(Task description): Transcribe only the stretch of lines that opens with the line containing "For each instance of the pink sun" and closes with the last line of the listing, skipping pictures.
* start Data *
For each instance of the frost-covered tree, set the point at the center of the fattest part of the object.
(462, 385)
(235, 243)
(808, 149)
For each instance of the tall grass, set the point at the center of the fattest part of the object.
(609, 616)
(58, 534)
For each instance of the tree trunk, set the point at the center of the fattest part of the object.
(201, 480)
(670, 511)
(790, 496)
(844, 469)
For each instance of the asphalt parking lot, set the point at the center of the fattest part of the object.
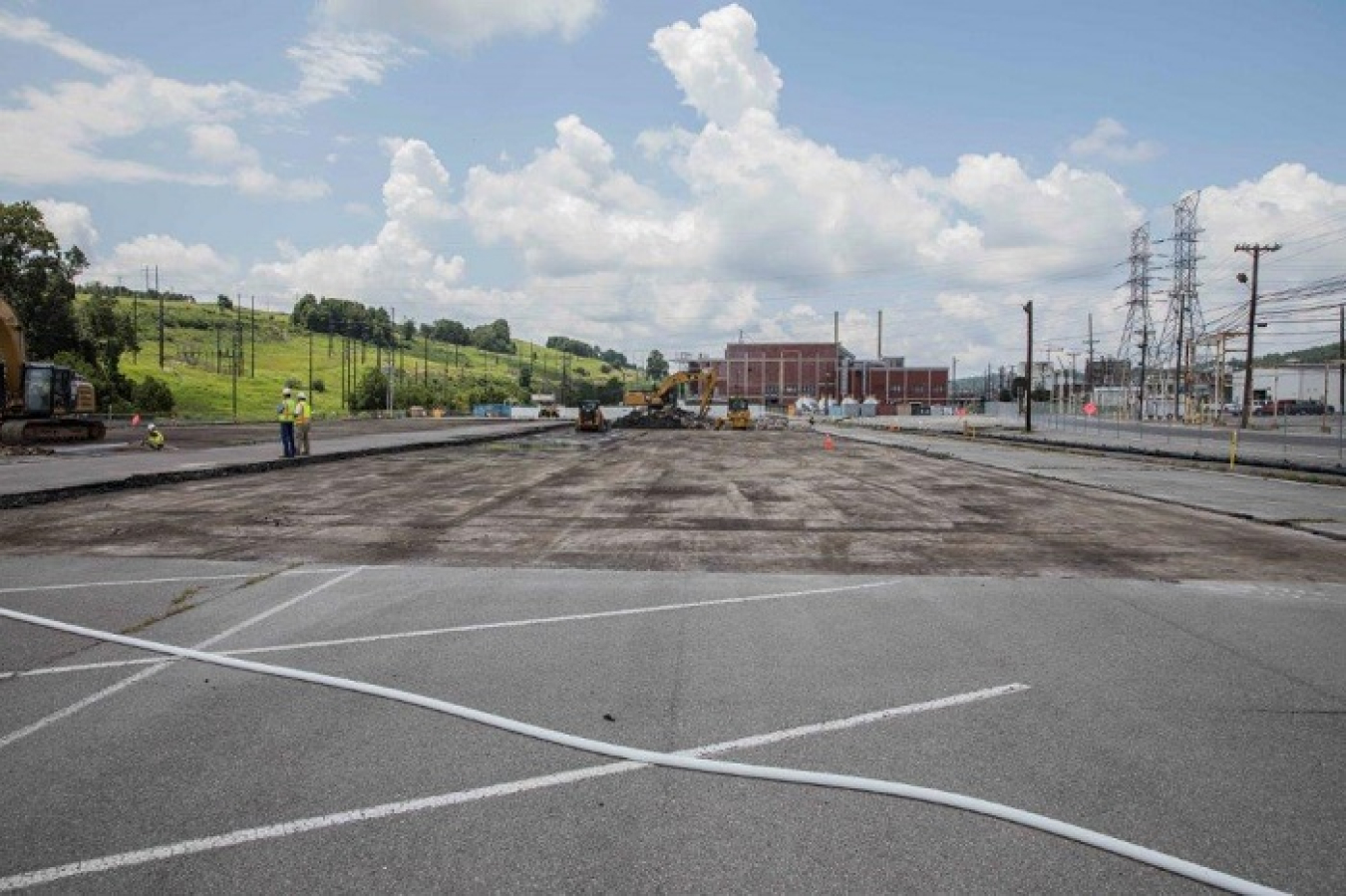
(1151, 670)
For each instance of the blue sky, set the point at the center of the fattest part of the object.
(668, 175)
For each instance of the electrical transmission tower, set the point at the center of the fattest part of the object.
(1184, 322)
(1141, 327)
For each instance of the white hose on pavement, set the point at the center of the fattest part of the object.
(672, 760)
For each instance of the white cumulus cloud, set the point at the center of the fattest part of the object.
(718, 65)
(1110, 141)
(399, 260)
(70, 222)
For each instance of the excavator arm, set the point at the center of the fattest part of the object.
(12, 354)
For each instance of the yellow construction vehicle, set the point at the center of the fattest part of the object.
(738, 416)
(42, 403)
(665, 395)
(657, 408)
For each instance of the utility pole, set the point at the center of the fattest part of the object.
(1254, 250)
(1027, 381)
(1089, 372)
(161, 319)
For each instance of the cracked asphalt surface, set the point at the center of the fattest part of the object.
(673, 500)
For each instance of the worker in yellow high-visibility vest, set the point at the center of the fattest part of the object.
(285, 415)
(303, 419)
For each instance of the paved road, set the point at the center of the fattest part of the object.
(1199, 716)
(1241, 492)
(120, 464)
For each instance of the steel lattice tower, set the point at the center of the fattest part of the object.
(1141, 327)
(1184, 322)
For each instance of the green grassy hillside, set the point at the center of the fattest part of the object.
(199, 338)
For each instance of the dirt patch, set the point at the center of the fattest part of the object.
(669, 500)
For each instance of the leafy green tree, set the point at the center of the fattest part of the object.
(370, 393)
(110, 331)
(451, 331)
(656, 368)
(495, 337)
(37, 277)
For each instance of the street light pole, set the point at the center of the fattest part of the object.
(1027, 380)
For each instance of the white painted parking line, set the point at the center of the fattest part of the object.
(122, 685)
(684, 761)
(404, 807)
(454, 630)
(122, 583)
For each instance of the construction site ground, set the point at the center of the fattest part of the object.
(1145, 650)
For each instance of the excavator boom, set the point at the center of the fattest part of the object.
(42, 403)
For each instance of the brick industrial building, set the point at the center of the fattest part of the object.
(776, 374)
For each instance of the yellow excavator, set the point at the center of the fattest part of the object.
(43, 403)
(657, 408)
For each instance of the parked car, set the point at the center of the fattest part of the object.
(1311, 410)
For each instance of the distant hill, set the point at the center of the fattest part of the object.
(225, 364)
(1315, 356)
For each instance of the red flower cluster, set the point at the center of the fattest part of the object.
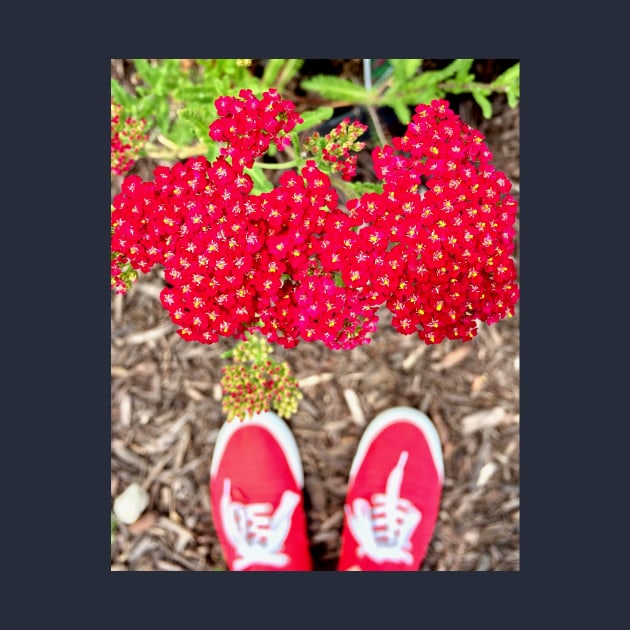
(294, 265)
(249, 125)
(127, 138)
(440, 236)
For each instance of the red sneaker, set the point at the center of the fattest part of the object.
(256, 483)
(393, 495)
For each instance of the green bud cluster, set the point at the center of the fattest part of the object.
(254, 382)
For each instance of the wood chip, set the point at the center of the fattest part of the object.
(315, 379)
(332, 522)
(452, 358)
(129, 457)
(352, 400)
(151, 334)
(485, 419)
(124, 409)
(143, 523)
(410, 360)
(165, 565)
(487, 470)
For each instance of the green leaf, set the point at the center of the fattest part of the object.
(314, 117)
(512, 96)
(337, 88)
(290, 69)
(510, 77)
(401, 110)
(121, 96)
(261, 183)
(360, 188)
(481, 98)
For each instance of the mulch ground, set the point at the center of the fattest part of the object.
(166, 413)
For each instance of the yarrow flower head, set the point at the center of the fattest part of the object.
(291, 263)
(441, 232)
(254, 382)
(127, 139)
(334, 148)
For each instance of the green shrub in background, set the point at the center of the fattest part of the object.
(176, 96)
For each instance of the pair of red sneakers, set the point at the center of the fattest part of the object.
(395, 483)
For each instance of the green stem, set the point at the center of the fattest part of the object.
(289, 164)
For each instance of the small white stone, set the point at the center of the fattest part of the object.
(131, 503)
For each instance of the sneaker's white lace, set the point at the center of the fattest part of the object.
(255, 530)
(383, 526)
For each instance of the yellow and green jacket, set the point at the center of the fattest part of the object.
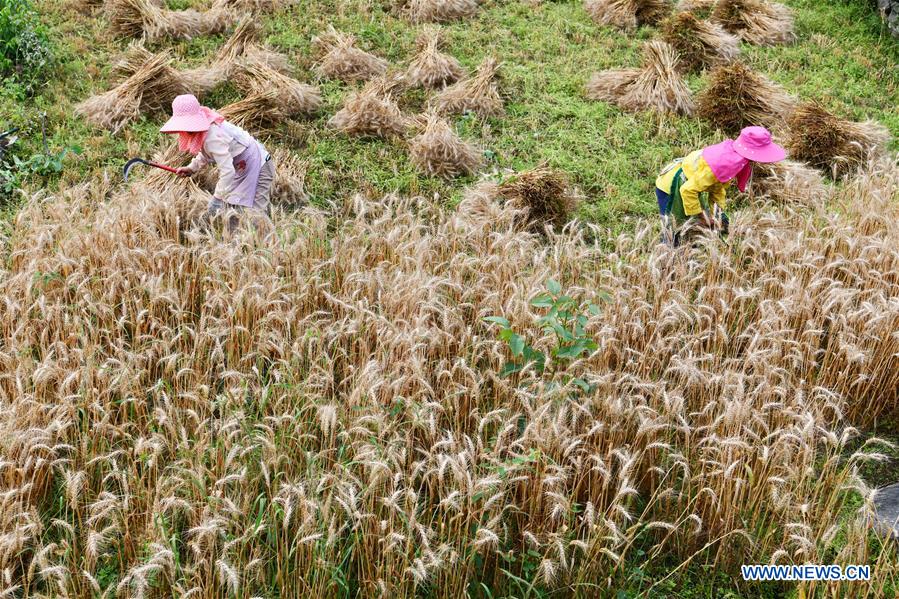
(699, 178)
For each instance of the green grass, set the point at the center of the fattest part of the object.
(843, 58)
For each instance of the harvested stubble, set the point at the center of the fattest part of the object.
(835, 146)
(788, 182)
(477, 94)
(252, 76)
(431, 67)
(133, 394)
(738, 97)
(146, 19)
(628, 14)
(372, 112)
(543, 195)
(289, 186)
(756, 21)
(341, 59)
(699, 43)
(150, 89)
(440, 11)
(438, 150)
(657, 85)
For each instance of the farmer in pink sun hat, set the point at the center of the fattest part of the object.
(709, 171)
(246, 170)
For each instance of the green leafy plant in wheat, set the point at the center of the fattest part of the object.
(565, 319)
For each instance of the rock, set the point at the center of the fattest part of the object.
(886, 502)
(890, 11)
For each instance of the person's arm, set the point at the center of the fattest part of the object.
(718, 194)
(197, 163)
(689, 193)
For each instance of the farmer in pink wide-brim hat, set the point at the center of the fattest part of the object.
(681, 187)
(246, 170)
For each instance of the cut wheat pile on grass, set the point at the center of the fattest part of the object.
(738, 97)
(341, 59)
(150, 89)
(699, 43)
(756, 21)
(432, 68)
(439, 11)
(628, 14)
(242, 45)
(478, 94)
(438, 150)
(657, 85)
(252, 75)
(543, 196)
(256, 408)
(372, 112)
(257, 6)
(257, 111)
(836, 146)
(148, 20)
(788, 182)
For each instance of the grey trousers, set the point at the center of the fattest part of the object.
(259, 213)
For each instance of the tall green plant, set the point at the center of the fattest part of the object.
(26, 56)
(565, 319)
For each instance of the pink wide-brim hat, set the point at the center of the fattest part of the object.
(755, 144)
(188, 116)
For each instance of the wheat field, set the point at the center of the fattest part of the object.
(319, 413)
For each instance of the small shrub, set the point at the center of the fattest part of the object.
(566, 321)
(26, 56)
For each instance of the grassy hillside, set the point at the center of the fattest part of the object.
(354, 406)
(843, 58)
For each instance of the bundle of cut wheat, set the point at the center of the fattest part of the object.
(146, 19)
(478, 94)
(256, 6)
(756, 21)
(372, 112)
(788, 182)
(431, 67)
(738, 97)
(438, 149)
(259, 110)
(610, 85)
(341, 59)
(833, 145)
(240, 46)
(135, 56)
(657, 85)
(150, 89)
(199, 81)
(699, 43)
(289, 186)
(627, 14)
(543, 194)
(251, 75)
(439, 11)
(701, 8)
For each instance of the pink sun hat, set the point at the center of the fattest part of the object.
(755, 144)
(188, 116)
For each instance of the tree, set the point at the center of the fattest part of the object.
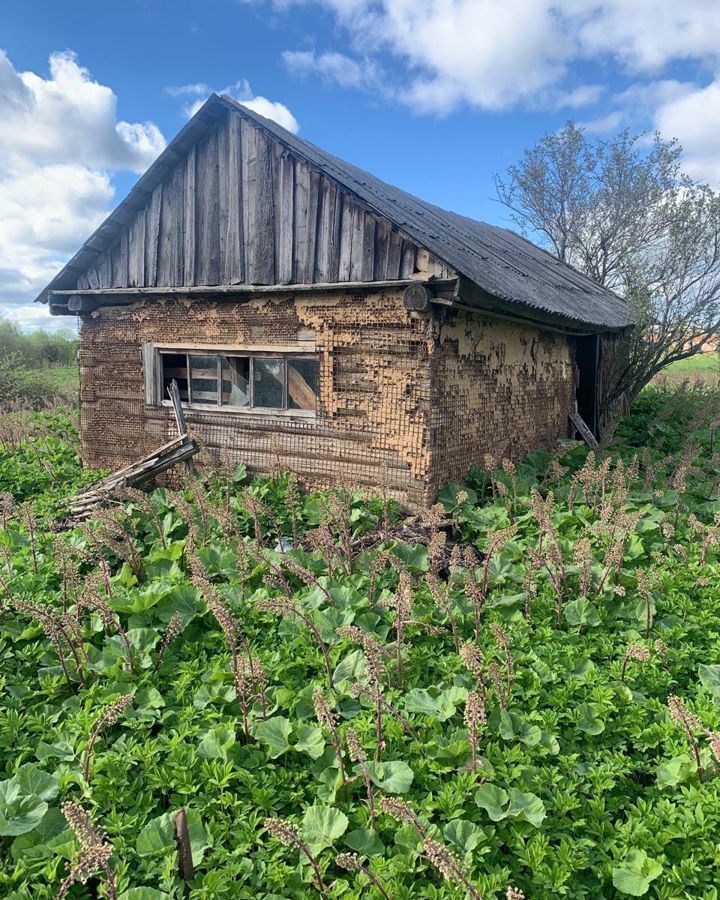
(622, 212)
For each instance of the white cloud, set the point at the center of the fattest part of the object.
(335, 67)
(243, 93)
(60, 142)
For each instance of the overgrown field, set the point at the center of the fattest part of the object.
(518, 693)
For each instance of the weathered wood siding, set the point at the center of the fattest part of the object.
(240, 208)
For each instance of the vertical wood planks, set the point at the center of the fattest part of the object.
(136, 251)
(233, 268)
(284, 216)
(241, 208)
(328, 239)
(207, 259)
(189, 232)
(152, 236)
(307, 191)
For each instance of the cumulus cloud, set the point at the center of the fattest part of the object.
(60, 142)
(197, 93)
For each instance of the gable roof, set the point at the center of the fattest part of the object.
(499, 261)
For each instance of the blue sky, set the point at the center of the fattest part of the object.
(432, 95)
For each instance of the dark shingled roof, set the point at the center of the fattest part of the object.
(499, 261)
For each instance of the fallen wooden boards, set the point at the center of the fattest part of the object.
(176, 451)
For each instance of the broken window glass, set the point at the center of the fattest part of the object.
(204, 379)
(174, 365)
(235, 381)
(303, 383)
(269, 383)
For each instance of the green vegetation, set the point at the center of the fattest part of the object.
(36, 368)
(704, 367)
(522, 692)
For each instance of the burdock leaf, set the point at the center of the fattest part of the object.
(526, 806)
(322, 826)
(634, 874)
(275, 733)
(393, 776)
(493, 800)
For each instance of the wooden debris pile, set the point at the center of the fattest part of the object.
(176, 451)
* end Data *
(Finished task):
For each instance of the pink sun hat, set the point at the center of the fattest part of the object.
(755, 144)
(188, 116)
For each instance of the tree, set the point at the center of the fattest part of the object.
(622, 212)
For each instance of the white cloud, set the point at the center of the fattest part of the object.
(335, 67)
(243, 93)
(60, 142)
For each instance of the overgrown field, set the point at the center of the fattest part of the object.
(518, 693)
For each instance of the weathered wood siding, set the point at the center of the fattest part of the object.
(240, 208)
For each instance of the vertical wood planks, set the point at the center of the fattest part of the object.
(136, 251)
(233, 268)
(284, 216)
(241, 208)
(328, 239)
(207, 259)
(189, 232)
(152, 236)
(307, 191)
For each instance of the cumulus cloud, set the point at the center of the fattest part of the object.
(60, 142)
(197, 93)
For each instance of the gable roof, set the point at the center of the fattest part of the object.
(499, 261)
For each instance of the blue sky, set the point at the center of the fattest part of the object.
(432, 95)
For each instance of the dark shingled roof, set the point at the center of the fattest part of the object.
(499, 261)
For each instance of the fallen wooden boards, set the point at the center of the fattest part of the object.
(176, 451)
For each instance of the broken window glass, set the point at the center of the fattest part of the object.
(204, 379)
(174, 365)
(235, 381)
(303, 383)
(269, 383)
For each instance of the green vegetation, set the point at the center of the fattest part of the object.
(36, 368)
(704, 367)
(522, 692)
For each instance of the burdock leaf, set the point at the center of the fattest part of the object.
(526, 806)
(322, 826)
(634, 874)
(275, 733)
(393, 776)
(493, 800)
For each instance of the wooden debris pile, set the point at the center of the fattest part of the object.
(176, 451)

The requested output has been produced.